Start of Document text
Hacker News new | ask | show | jobs
by baskethead 1633 days ago
You must have this backwards.

Truncating a table is extremely fast. Rolling back a transaction is very slow. If you're not seeing this then there's something wrong with your setup.

4 comments

(Not grandparent commenter) I think you're usually right but I doubt it makes a difference at the scale of 2-5 objects created in a test case. The big game changers IME are in-memory dbs (SQLite) or parallel execution of tests.

This idea of "transaction rollback in test teardown because performance" has a life of its own. The recommended base class for django unit tests (informally recommended, via code comments, not actual docs) uses transaction rollbacks instead of table truncation [0].

On top of this, I think, db truncation gets mixed up with table truncation sometimes too. For example, from OP:

> The time taken to clean the database is usually proportional to the number of tables

... only if you're truncating the whole db and re-initializing the schema, no?

And people sometimes actually do clear the whole db between tests! One unfortunate reason being functionally necessary data migrations that are mixed up with schema-producing migrations, meaning truncating tables doesn't take you back to "zero".
End of Document text
Start of Records supplied
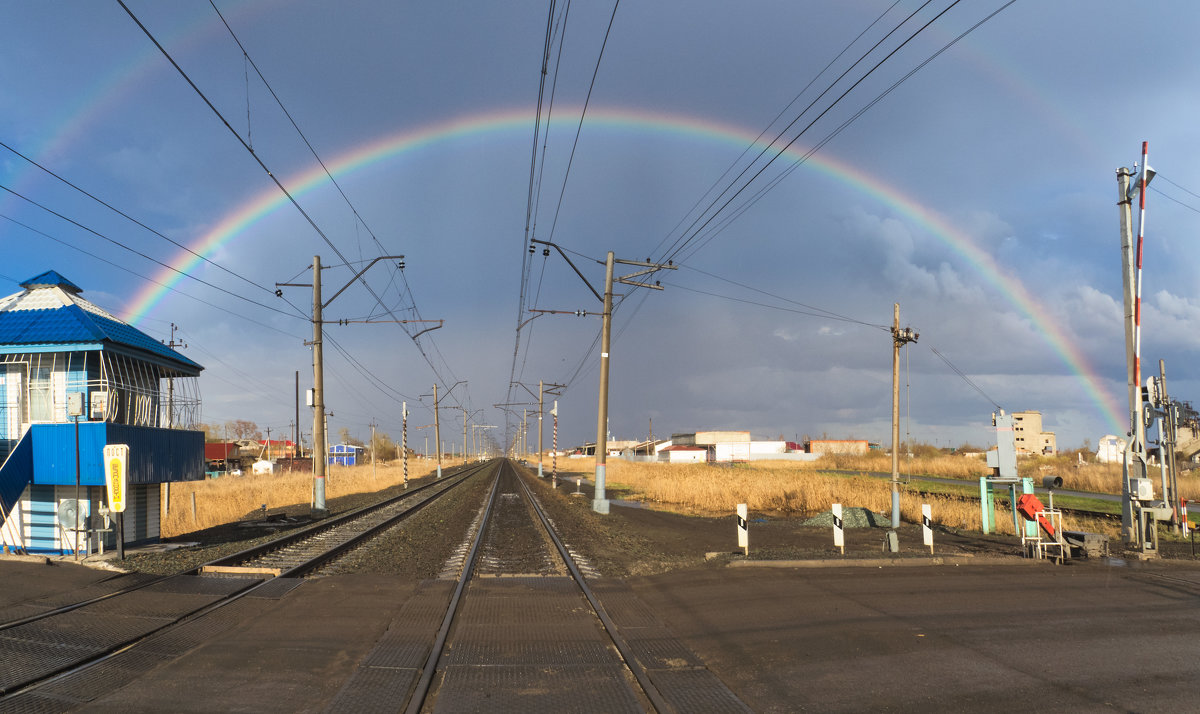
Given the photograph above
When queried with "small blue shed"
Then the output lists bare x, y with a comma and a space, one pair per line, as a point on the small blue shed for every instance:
133, 390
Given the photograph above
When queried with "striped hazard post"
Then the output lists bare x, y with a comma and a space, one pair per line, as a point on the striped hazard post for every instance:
927, 526
553, 450
743, 529
403, 437
839, 535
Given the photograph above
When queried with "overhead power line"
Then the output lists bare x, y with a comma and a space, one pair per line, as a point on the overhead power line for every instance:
270, 174
965, 378
132, 220
135, 251
681, 245
150, 280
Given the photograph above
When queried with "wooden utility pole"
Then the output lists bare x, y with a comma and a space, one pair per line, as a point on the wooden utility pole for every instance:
899, 339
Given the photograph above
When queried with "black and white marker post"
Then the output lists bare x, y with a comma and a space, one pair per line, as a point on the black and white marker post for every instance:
839, 537
743, 531
927, 526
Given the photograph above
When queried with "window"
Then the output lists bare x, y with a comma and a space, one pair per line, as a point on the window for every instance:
41, 395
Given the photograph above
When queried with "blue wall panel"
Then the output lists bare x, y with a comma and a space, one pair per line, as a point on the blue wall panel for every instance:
156, 455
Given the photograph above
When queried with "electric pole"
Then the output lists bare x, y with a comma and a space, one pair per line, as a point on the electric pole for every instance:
318, 396
899, 339
319, 441
372, 449
437, 429
599, 501
1134, 463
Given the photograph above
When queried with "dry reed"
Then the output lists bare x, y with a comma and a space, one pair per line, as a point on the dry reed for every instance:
232, 498
785, 489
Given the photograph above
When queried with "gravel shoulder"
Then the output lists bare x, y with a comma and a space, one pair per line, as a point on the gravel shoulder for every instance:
631, 540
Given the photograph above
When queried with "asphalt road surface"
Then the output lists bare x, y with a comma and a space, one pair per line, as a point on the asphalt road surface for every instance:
1084, 637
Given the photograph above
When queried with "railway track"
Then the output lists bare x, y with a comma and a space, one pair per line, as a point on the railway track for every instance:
53, 659
515, 625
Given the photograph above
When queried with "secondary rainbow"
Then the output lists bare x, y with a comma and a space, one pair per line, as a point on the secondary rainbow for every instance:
519, 121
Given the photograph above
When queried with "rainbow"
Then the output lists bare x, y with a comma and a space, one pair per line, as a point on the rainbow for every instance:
519, 120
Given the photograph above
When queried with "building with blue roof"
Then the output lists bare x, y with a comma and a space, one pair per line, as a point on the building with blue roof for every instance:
55, 349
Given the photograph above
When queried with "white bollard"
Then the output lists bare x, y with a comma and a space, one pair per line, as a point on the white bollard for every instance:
743, 531
839, 538
927, 525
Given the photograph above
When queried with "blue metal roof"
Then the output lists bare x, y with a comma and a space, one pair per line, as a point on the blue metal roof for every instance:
73, 325
52, 279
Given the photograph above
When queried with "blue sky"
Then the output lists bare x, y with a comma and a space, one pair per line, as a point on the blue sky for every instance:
1011, 138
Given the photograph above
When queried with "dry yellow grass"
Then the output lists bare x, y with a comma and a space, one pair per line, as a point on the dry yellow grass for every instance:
231, 498
1098, 478
783, 487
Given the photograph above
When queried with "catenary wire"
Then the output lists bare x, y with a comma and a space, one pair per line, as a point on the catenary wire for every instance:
761, 192
132, 220
133, 273
274, 179
137, 252
677, 246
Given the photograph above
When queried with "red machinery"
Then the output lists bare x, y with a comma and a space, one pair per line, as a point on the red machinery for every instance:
1030, 507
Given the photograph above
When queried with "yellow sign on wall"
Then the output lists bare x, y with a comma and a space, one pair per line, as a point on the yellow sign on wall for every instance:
117, 457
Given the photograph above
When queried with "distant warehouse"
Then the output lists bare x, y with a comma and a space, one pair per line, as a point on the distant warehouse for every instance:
855, 447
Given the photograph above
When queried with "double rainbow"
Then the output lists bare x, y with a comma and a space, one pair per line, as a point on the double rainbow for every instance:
519, 121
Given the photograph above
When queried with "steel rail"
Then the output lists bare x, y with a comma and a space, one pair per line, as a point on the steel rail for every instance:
282, 541
627, 654
13, 690
418, 700
318, 527
431, 663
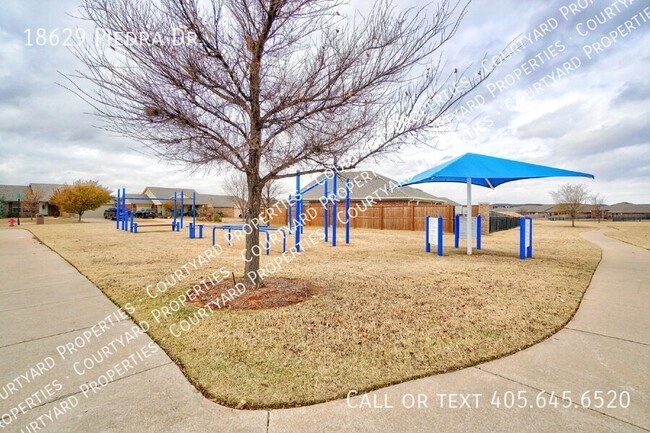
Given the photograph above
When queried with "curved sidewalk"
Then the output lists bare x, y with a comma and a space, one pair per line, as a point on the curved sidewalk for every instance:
45, 304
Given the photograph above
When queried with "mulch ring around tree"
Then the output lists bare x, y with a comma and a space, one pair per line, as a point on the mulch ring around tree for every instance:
274, 293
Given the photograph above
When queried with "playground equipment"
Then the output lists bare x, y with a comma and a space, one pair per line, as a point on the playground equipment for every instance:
229, 228
525, 238
461, 230
124, 219
433, 233
296, 224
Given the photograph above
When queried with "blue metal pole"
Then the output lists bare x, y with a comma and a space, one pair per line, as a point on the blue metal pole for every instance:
182, 207
440, 238
117, 209
335, 213
347, 210
530, 247
194, 208
174, 209
522, 238
427, 245
326, 217
124, 207
289, 222
298, 200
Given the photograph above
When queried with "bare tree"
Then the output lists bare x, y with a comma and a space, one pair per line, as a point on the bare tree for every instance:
269, 86
569, 199
598, 204
271, 191
33, 197
235, 186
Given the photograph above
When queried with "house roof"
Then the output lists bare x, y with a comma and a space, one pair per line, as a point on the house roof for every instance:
215, 200
160, 194
46, 189
371, 184
627, 207
146, 200
10, 192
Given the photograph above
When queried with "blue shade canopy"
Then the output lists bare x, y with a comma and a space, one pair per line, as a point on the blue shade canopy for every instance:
488, 171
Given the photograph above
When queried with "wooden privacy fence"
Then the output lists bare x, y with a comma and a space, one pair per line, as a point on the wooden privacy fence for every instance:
382, 216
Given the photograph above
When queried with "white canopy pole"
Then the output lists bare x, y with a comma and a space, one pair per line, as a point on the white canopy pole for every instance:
469, 216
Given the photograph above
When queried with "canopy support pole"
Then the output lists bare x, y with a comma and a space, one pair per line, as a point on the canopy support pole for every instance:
469, 216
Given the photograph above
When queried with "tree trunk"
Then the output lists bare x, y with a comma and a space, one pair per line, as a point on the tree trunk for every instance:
251, 213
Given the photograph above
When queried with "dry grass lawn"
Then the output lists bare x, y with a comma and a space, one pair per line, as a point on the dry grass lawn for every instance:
632, 232
389, 312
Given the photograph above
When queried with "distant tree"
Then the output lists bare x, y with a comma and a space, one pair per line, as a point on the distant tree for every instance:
598, 203
81, 197
33, 197
569, 199
236, 186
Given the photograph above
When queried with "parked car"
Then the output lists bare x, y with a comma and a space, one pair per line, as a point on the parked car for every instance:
110, 213
145, 213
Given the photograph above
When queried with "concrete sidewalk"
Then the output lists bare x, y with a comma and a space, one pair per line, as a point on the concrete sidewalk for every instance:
45, 305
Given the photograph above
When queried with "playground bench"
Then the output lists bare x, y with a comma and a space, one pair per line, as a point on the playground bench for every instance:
136, 226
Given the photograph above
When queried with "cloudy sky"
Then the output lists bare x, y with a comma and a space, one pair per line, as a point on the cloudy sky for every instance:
576, 95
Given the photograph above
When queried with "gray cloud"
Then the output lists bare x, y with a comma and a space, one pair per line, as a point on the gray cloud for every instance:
592, 120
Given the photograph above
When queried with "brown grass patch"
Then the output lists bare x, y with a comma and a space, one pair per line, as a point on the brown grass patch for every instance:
388, 312
633, 232
274, 293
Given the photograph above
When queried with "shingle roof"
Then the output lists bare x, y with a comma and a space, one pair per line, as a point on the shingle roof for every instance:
46, 189
145, 202
159, 194
215, 200
627, 207
371, 184
9, 192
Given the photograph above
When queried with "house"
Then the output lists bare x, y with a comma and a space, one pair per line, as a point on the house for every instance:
44, 192
368, 184
627, 211
154, 197
219, 203
17, 199
13, 198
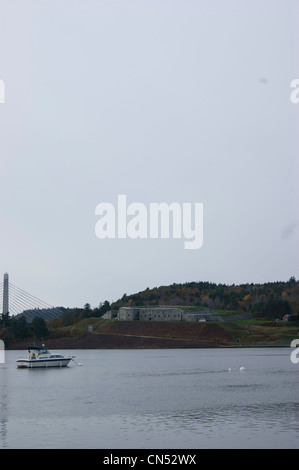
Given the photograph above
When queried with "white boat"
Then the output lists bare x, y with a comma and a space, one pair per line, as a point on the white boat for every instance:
40, 356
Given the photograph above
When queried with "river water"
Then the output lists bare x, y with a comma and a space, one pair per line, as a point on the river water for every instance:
153, 399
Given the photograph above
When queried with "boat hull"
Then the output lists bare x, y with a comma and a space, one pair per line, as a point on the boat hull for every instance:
42, 363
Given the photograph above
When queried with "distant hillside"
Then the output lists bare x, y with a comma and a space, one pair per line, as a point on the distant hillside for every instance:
263, 299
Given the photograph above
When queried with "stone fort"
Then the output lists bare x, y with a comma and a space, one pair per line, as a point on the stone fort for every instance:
159, 314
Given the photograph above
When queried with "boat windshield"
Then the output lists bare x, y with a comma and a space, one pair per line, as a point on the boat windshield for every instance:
43, 351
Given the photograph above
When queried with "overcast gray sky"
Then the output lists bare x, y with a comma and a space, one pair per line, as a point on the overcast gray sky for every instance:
164, 101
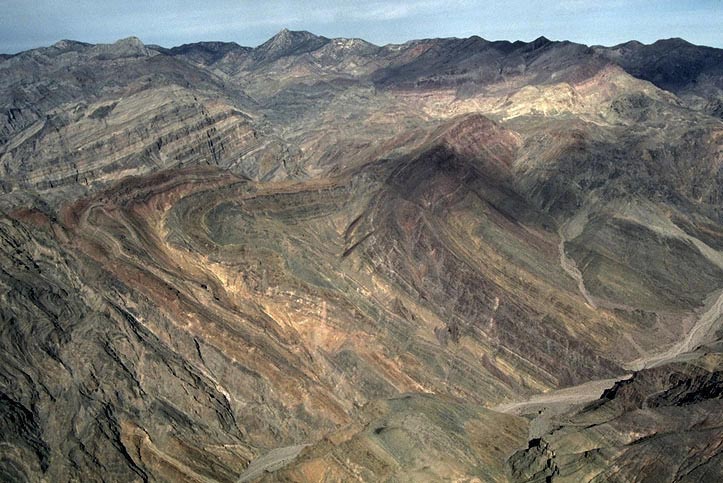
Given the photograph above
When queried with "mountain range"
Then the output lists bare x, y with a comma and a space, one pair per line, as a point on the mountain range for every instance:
326, 260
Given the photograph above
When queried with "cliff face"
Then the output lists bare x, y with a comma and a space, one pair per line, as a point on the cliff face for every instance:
221, 262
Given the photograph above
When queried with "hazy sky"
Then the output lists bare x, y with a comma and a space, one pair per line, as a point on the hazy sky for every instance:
32, 23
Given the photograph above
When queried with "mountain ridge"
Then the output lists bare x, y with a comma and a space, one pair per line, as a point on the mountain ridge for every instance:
291, 261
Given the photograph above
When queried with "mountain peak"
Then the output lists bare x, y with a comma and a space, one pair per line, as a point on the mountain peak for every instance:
288, 42
126, 47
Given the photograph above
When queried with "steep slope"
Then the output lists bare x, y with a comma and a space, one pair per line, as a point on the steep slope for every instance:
299, 257
672, 410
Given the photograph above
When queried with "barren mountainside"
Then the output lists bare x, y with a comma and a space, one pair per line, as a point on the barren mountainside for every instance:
326, 260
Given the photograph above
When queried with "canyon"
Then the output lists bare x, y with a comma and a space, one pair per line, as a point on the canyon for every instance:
325, 260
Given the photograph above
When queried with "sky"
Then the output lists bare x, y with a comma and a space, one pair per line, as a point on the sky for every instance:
26, 24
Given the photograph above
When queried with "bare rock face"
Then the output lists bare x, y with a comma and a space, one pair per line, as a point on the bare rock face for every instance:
321, 259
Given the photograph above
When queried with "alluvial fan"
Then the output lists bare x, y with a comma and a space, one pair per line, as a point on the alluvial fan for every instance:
325, 260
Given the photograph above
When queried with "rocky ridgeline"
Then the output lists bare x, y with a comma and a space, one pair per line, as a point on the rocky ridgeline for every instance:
324, 259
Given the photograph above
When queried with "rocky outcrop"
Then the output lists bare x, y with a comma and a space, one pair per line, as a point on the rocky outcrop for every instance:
661, 424
320, 258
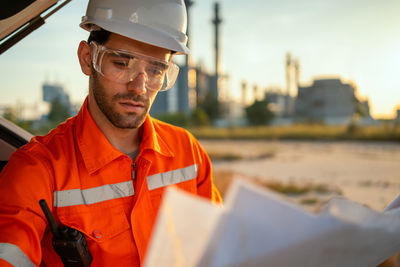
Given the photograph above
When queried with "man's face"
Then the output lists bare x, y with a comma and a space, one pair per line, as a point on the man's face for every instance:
125, 105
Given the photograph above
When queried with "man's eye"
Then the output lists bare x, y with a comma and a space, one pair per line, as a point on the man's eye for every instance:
120, 63
155, 72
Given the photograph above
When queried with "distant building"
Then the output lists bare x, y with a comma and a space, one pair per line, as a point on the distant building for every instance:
327, 100
55, 91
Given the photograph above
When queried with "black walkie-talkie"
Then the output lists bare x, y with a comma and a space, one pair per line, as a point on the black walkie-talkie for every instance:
69, 243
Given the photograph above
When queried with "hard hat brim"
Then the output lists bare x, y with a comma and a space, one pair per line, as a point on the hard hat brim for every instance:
140, 33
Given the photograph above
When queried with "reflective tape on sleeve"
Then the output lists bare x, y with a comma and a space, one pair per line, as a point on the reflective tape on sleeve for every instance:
172, 177
93, 195
14, 255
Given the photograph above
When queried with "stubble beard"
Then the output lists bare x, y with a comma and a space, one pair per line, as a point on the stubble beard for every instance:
129, 120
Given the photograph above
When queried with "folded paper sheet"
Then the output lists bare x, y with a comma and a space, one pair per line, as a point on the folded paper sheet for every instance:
257, 227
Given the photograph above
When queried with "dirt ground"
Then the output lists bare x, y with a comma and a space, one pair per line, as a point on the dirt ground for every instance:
365, 172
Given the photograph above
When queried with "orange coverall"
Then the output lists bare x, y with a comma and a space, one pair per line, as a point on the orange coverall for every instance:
92, 187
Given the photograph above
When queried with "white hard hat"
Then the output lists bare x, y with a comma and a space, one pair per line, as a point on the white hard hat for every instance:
160, 23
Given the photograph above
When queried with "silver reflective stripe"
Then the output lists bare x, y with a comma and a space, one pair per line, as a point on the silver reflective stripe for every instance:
93, 195
172, 177
14, 255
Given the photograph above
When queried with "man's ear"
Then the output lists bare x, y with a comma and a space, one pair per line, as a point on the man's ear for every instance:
84, 56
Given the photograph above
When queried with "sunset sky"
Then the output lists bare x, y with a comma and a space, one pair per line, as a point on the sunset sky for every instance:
356, 40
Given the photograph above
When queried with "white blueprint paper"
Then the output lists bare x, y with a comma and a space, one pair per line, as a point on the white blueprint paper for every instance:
256, 227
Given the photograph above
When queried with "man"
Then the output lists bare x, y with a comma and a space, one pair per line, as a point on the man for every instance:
103, 172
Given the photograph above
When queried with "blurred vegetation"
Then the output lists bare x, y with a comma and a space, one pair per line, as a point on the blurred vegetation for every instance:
385, 132
258, 113
57, 114
211, 107
224, 178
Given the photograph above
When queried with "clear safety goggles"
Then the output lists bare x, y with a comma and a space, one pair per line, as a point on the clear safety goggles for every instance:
122, 67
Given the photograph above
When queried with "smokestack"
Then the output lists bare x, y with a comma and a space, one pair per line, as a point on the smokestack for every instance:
217, 21
288, 72
297, 74
183, 91
244, 93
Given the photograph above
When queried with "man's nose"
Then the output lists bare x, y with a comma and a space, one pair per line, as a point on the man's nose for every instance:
138, 84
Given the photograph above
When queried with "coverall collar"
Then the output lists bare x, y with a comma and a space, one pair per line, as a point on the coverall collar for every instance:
97, 151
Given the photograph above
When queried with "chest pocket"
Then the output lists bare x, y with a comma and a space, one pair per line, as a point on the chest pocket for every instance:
99, 222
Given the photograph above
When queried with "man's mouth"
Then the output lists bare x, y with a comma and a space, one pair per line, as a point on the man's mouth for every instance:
132, 106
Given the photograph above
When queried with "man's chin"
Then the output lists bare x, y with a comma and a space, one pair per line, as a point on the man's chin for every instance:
130, 122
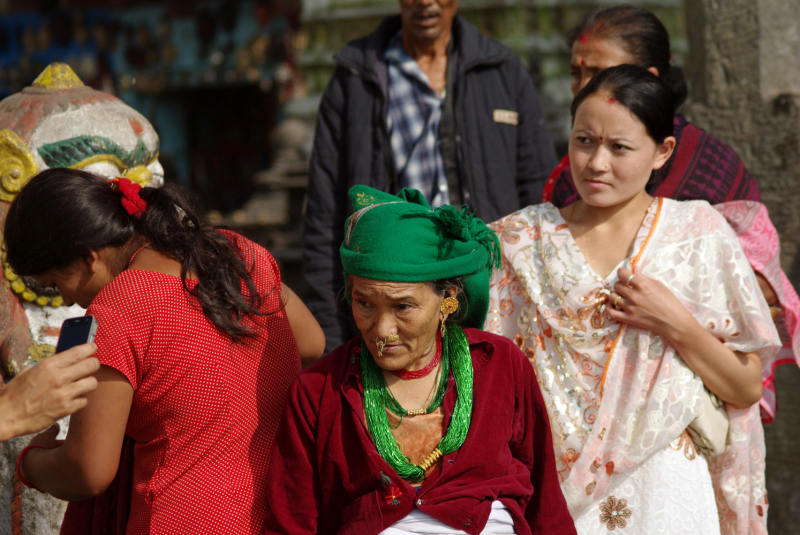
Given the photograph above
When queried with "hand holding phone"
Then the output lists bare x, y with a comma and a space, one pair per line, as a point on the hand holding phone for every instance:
76, 331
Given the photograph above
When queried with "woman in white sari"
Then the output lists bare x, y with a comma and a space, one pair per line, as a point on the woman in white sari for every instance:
627, 305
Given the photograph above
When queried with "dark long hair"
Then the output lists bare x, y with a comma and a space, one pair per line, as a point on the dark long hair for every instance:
640, 91
63, 214
642, 35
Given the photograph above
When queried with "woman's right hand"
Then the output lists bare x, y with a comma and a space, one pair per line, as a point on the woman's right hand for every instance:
48, 391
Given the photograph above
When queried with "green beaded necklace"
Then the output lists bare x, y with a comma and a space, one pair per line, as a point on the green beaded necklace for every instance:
456, 356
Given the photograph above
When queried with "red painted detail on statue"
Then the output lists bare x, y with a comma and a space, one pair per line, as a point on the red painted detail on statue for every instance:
137, 127
424, 372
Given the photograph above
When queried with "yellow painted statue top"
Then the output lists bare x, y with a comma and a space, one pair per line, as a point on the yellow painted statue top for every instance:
60, 122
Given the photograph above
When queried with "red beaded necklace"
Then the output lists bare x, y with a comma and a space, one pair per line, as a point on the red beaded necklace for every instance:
432, 365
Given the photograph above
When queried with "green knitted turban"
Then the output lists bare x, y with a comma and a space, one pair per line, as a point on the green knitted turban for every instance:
401, 239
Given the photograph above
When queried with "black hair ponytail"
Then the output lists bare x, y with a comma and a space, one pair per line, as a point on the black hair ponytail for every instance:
63, 214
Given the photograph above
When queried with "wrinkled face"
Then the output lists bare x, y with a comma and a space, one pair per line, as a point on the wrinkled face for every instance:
425, 20
611, 153
407, 309
591, 55
107, 138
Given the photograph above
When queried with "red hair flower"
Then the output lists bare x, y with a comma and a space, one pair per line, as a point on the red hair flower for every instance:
131, 200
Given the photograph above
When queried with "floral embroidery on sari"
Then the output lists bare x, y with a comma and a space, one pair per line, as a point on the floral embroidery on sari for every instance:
614, 513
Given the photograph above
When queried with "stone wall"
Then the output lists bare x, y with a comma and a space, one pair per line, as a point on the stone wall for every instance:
745, 77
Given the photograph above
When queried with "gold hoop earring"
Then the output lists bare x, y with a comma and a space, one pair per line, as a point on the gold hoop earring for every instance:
449, 305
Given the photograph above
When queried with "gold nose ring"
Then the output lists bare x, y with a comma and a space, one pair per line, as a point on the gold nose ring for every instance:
382, 343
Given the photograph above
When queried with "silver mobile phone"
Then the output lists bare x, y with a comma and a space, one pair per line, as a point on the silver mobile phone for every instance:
76, 331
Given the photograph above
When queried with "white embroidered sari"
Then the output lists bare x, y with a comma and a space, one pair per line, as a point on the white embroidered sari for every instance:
621, 398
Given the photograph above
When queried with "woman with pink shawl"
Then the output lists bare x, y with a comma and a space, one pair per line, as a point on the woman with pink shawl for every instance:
630, 307
701, 166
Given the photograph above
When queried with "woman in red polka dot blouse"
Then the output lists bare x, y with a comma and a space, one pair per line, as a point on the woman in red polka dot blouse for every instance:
196, 335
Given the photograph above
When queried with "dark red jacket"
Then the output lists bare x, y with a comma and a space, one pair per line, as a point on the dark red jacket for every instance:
326, 477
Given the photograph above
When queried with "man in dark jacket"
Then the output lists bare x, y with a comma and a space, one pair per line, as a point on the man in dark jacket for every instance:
428, 102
End of Records supplied
### What this exercise asks
(a) Rewrite the paragraph in the thread on test database cleanup that begins "And people sometimes actually do clear" as a brief bulleted list, keeping its main facts.
(b) Extend the thread on test database cleanup beyond its final sentence.

### Final results
(a)
- Some people do clear the entire database between tests.
- One unfortunate reason is that functionally necessary data migrations are mixed up with schema-producing migrations.
- As a result, truncating tables does not return the database to "zero".

(b)
[0]: https://docs.djangoproject.com/en/2.2/_modules/django/test/t...

> ... only if you're truncating the whole db and re-initializing the schema, no?

Nope. In PostgreSQL the cost of truncating tables is proportional to the number of tables while doing a rollback is constant time (and a low constant at that, less than a commit for example).

In other databases like MySQL I believe truncating data is still proportional to the number of tables while rollback is proportional to the amount of data inserted or updated. So which is cheaper depends on your application.

This is definitely not true in PostgreSQL. In PostgreSQL rolling back a transaction just requires writing a couple of bytes of data while truncating requires taking a lock on every table you want to truncate and then for every table probably write more data than the rollback required and then you need to do the commit which is also more expensive than a rollback.
Not with PG. A couple weeks ago I was working on a project that used truncation cleaning, the test suite took 3m40s. I switched it to cleaning with transactions and the the test suite ran in 5.8s.

Truncation cleaning is extremely slow, not only because the cleaning is slower but because you actually have to commit everything your test code does.

I used to effectively do this in postgres with rsync on a known fixture snapshot of the data files. It would usually take under two seconds to reset the state and restart the servers, which was easily fast enough to do effective TDD.

I had a few other ideas to speed it up, also.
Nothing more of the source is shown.